## GOAL
Print exactly the lines from the line with "Target: boulder" to the last line of the data, please, both included.

┌────────

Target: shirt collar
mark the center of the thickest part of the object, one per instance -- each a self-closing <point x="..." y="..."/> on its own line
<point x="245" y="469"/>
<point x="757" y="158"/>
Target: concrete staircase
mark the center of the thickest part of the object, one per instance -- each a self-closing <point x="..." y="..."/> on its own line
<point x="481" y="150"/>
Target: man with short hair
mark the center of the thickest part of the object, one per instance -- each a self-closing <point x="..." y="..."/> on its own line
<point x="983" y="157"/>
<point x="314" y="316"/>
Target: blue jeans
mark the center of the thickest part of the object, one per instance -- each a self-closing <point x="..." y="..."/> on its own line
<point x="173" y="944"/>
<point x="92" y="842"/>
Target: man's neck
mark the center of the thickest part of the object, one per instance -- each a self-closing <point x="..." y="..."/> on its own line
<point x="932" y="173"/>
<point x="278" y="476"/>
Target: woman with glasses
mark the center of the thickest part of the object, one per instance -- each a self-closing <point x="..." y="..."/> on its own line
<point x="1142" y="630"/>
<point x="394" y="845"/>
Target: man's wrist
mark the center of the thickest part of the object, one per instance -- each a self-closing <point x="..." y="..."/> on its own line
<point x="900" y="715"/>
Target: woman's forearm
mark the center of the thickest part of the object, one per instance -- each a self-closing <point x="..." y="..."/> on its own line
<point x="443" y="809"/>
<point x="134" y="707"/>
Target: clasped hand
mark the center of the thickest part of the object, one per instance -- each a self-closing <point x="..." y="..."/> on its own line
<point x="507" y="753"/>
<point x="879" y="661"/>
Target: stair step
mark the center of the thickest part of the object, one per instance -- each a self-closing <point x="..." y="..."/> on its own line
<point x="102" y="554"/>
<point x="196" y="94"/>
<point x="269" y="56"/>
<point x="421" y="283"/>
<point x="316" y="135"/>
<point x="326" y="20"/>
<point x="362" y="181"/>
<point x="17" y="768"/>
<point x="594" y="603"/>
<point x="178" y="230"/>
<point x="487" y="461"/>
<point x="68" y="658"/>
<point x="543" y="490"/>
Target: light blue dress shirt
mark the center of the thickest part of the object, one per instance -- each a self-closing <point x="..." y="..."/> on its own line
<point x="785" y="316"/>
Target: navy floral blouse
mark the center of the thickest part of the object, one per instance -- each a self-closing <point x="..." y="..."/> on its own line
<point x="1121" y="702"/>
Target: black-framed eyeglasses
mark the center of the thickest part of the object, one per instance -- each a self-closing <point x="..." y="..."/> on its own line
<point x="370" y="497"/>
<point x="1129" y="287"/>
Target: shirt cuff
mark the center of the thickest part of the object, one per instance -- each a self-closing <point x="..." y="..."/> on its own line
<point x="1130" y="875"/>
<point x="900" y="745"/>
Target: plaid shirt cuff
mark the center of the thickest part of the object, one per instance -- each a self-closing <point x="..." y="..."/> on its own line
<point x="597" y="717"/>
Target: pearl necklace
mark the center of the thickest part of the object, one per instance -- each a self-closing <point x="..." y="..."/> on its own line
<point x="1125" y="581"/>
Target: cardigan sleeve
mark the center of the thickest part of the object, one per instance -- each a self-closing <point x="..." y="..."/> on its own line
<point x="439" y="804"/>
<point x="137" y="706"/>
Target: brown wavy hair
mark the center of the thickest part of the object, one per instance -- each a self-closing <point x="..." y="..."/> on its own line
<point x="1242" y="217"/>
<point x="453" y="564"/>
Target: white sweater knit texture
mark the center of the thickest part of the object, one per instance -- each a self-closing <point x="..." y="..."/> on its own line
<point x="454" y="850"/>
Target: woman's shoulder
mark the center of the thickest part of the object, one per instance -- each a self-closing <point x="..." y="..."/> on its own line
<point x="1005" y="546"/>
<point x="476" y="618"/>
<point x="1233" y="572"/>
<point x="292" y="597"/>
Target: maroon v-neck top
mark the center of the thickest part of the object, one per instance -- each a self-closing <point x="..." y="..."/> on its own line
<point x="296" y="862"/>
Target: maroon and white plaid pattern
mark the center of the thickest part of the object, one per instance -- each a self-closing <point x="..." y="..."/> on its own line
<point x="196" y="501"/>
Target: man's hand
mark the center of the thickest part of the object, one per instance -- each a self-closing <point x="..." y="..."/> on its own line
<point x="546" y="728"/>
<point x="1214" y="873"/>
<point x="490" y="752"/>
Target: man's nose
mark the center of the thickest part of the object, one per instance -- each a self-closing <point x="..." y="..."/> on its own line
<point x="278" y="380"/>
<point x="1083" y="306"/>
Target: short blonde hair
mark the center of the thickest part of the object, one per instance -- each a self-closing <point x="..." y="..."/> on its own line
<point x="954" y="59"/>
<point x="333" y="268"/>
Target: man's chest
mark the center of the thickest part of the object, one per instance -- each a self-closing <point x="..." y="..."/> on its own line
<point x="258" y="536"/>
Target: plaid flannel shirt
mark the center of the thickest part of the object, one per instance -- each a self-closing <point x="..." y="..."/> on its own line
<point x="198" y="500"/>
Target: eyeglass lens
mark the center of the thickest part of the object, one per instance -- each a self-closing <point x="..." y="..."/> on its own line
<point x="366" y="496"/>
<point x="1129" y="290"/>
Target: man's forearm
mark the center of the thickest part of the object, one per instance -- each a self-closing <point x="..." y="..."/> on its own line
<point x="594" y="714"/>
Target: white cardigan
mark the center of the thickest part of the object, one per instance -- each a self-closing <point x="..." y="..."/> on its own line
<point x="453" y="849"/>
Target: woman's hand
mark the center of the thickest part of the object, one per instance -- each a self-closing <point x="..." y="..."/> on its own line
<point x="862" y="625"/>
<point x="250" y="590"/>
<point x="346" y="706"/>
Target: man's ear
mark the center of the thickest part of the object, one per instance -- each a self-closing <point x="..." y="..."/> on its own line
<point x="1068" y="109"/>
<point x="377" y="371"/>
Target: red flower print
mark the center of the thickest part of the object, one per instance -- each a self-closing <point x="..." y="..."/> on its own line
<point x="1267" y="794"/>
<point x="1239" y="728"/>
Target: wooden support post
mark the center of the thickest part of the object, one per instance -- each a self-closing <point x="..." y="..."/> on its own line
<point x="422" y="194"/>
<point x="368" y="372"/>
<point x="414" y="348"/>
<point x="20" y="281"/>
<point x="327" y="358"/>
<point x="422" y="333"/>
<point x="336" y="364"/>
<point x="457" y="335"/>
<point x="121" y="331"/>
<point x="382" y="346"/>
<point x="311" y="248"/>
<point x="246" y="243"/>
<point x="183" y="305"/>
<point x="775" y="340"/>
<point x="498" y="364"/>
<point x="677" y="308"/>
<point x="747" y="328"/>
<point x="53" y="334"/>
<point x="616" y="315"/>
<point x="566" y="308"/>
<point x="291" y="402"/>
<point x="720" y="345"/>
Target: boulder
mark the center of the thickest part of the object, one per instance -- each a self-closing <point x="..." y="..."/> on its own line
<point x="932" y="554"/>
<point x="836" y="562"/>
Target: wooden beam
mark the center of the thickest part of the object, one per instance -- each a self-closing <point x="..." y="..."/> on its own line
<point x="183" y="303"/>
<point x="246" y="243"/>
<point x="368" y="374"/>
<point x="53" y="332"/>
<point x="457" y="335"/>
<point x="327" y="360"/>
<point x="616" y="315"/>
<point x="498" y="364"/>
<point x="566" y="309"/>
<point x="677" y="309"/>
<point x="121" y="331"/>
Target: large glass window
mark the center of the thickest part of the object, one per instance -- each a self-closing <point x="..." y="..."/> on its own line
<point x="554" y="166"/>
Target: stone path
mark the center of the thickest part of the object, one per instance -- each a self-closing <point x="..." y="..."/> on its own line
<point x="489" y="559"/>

└────────

## WRITTEN RESPONSE
Target: boulder
mark the center of the thickest part of the object, one per instance -- each a self-closing <point x="..." y="..."/> on its own line
<point x="932" y="554"/>
<point x="836" y="562"/>
Target: wooden beam
mark the center of the thickest part of the object, one per instance -- each a self-closing <point x="..." y="..."/> on its own line
<point x="183" y="303"/>
<point x="246" y="243"/>
<point x="368" y="374"/>
<point x="53" y="332"/>
<point x="457" y="335"/>
<point x="327" y="360"/>
<point x="616" y="315"/>
<point x="498" y="364"/>
<point x="566" y="309"/>
<point x="677" y="309"/>
<point x="121" y="331"/>
Target: large glass window
mark the center of the thickest part of the object, one per instance -- each a self-closing <point x="..." y="..."/> on its own line
<point x="554" y="166"/>
Target: stone path
mark the center of the thickest part of the object, one per instance -- each a self-closing <point x="..." y="..."/> on its own line
<point x="489" y="559"/>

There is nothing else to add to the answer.